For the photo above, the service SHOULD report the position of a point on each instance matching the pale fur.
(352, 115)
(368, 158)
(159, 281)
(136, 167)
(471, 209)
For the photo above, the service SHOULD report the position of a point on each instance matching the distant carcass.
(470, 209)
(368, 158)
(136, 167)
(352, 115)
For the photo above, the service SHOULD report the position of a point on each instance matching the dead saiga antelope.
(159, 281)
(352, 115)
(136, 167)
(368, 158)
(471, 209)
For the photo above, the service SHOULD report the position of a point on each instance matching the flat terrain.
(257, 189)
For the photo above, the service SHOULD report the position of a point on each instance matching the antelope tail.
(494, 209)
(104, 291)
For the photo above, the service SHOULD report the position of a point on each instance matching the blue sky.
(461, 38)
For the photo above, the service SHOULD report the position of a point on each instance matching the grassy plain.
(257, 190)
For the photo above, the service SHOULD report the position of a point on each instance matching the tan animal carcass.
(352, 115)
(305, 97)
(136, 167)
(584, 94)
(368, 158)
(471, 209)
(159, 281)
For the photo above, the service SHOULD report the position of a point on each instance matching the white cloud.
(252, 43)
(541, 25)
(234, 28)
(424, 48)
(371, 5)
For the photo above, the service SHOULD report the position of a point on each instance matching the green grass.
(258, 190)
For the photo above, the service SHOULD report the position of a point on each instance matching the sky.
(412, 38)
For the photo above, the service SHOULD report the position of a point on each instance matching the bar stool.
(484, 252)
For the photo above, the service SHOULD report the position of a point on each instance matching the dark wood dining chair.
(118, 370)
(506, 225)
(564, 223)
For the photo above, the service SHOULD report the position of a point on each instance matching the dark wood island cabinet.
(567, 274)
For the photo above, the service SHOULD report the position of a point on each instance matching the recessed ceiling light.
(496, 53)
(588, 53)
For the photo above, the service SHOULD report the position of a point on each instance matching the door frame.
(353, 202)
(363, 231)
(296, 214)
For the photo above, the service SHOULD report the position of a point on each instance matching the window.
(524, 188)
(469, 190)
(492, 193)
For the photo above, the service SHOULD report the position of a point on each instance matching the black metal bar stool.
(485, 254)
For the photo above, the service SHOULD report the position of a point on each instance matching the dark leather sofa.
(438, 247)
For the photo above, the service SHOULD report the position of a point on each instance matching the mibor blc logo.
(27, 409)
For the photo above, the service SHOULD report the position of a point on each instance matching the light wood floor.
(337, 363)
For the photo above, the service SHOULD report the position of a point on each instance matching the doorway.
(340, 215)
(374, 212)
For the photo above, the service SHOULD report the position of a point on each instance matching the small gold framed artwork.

━━━━━━━━

**Written request:** Can you write out the material above again, renaming "service" to "system" everywhere and leaving everything else untouched?

**Exercise response:**
For the photo above, the system SHOULD report the position of a point on each instance matching the pale fur.
(352, 115)
(368, 158)
(159, 281)
(136, 167)
(471, 209)
For the photo above, the system SHOULD report the position of a point on each instance matching the distant carcass.
(470, 209)
(368, 158)
(136, 167)
(352, 115)
For the photo above, the system SHOULD report the position of a point on each instance matching the dead saiga antelope.
(159, 281)
(352, 115)
(136, 167)
(368, 158)
(471, 209)
For the photo above, the system SHOULD report the position of a point on each instance matching the flat terrain.
(257, 189)
For the photo above, the system SHOULD report the position of a point on each instance matching the antelope tail.
(494, 209)
(104, 291)
For the photo above, the system SHOULD report the position of a point on each instance matching the blue sky.
(461, 38)
For the photo above, the system SHOULD report the position of a point on each instance matching the grassy plain.
(257, 190)
For the photo above, the system SHOULD report the position of a point on each instance matching the tan animal carcass.
(352, 115)
(305, 97)
(136, 167)
(584, 94)
(368, 158)
(471, 209)
(159, 281)
For the photo above, the system SHOULD report the position of a point on each instance matching the white cloud.
(252, 43)
(541, 25)
(234, 28)
(424, 48)
(371, 5)
For the photo above, the system SHOULD report the position of a point on each instance matching the green grass.
(258, 190)
For the photo above, the system SHOULD report the position of a point on each instance matching the sky.
(412, 38)
For the photo above, the system SHOULD report the position of a point on each instance matching the bar stool.
(484, 252)
For the photo above, the system SHOULD report the position of a point on each instance matching the dark wood dining chair.
(118, 370)
(506, 225)
(564, 223)
For the photo above, the system SHOULD report the position of a point on each instance matching the dark wood island cabinet.
(567, 274)
For the photo above, the system SHOULD report the position of a point on each instance matching the recessed ceiling light.
(496, 53)
(588, 53)
For the photo above, the system SHOULD report the position of a point on each instance matching the door frame.
(353, 202)
(363, 231)
(296, 214)
For the photo above, the system SHOULD report the position of a point on each instance matching the window.
(524, 188)
(469, 190)
(492, 193)
For the photo above, the system SHOULD report the position of a point on each instance matching the black metal bar stool.
(485, 254)
For the photo above, the system SHOULD report the position of a point on each instance matching the dark leather sofa.
(438, 247)
For the photo above, the system SHOULD report the position of a point on each instance matching the mibor blc logo.
(27, 409)
For the photo above, the system SHOULD report the position of a point on each instance matching the light wood floor.
(337, 363)
For the photo above, the system SHOULD report the position of a point on each instance matching the doorway.
(340, 215)
(374, 212)
For the photo above, the system SHOULD report the position of a point on each instance matching the small gold framed artwork.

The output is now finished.